> _REQUIREMENTS_
Reproduce verbatim the lines of the records below, from the line containing "Where can you see the pink" through the line containing "column 900, row 432", with both of those lines included.

Dataset items

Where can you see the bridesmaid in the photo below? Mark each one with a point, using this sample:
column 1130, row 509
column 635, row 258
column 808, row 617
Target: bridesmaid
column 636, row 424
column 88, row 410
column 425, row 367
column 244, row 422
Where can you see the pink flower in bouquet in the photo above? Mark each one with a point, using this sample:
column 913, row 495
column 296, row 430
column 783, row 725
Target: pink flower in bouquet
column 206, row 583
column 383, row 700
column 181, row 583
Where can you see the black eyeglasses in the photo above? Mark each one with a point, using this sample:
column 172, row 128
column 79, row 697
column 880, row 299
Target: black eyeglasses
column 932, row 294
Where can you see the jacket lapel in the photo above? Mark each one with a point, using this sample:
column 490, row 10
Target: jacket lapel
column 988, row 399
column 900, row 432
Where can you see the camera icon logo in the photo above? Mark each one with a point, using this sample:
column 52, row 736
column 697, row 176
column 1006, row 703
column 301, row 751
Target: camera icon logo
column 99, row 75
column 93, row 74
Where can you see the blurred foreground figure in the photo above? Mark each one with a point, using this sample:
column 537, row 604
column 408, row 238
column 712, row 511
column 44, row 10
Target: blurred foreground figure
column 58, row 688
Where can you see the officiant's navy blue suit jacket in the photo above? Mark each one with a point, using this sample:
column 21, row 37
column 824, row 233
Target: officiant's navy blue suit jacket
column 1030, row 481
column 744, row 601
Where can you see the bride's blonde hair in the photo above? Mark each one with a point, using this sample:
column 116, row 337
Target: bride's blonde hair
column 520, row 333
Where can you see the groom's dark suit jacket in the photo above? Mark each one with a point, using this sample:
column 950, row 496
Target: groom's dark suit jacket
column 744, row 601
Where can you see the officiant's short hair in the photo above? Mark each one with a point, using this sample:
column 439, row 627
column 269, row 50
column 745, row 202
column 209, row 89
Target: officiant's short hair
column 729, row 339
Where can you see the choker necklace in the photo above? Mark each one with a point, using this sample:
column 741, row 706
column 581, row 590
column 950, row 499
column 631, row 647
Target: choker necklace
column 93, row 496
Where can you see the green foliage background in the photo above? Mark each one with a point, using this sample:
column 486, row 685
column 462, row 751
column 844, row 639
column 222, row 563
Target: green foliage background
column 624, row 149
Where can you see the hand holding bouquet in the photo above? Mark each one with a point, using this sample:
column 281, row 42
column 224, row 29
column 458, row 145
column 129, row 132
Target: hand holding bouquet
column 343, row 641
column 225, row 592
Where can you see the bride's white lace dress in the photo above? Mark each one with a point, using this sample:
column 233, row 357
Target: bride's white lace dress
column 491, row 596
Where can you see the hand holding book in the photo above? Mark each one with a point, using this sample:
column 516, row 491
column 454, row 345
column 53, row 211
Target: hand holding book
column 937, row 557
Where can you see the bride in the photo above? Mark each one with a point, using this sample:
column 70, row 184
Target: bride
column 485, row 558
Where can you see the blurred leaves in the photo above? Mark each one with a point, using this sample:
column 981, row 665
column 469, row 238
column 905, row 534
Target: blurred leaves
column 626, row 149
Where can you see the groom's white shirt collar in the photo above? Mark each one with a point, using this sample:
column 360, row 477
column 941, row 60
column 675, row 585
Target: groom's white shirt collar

> _SOLUTION TO THE PROBLEM_
Where can you see the pink flower in bouquet in the photo above? Mark each one with a point, using this sample:
column 913, row 495
column 296, row 430
column 783, row 725
Target: pink flower in bouquet
column 206, row 583
column 383, row 700
column 181, row 583
Where can you see the black eyeglasses in the photo above? Mark each one with a point, using this sample:
column 172, row 128
column 79, row 697
column 880, row 299
Target: black eyeglasses
column 932, row 294
Where can you see the jacket lapel in the photo above? Mark each one with a point, using this sample:
column 490, row 10
Target: jacket lapel
column 988, row 399
column 900, row 432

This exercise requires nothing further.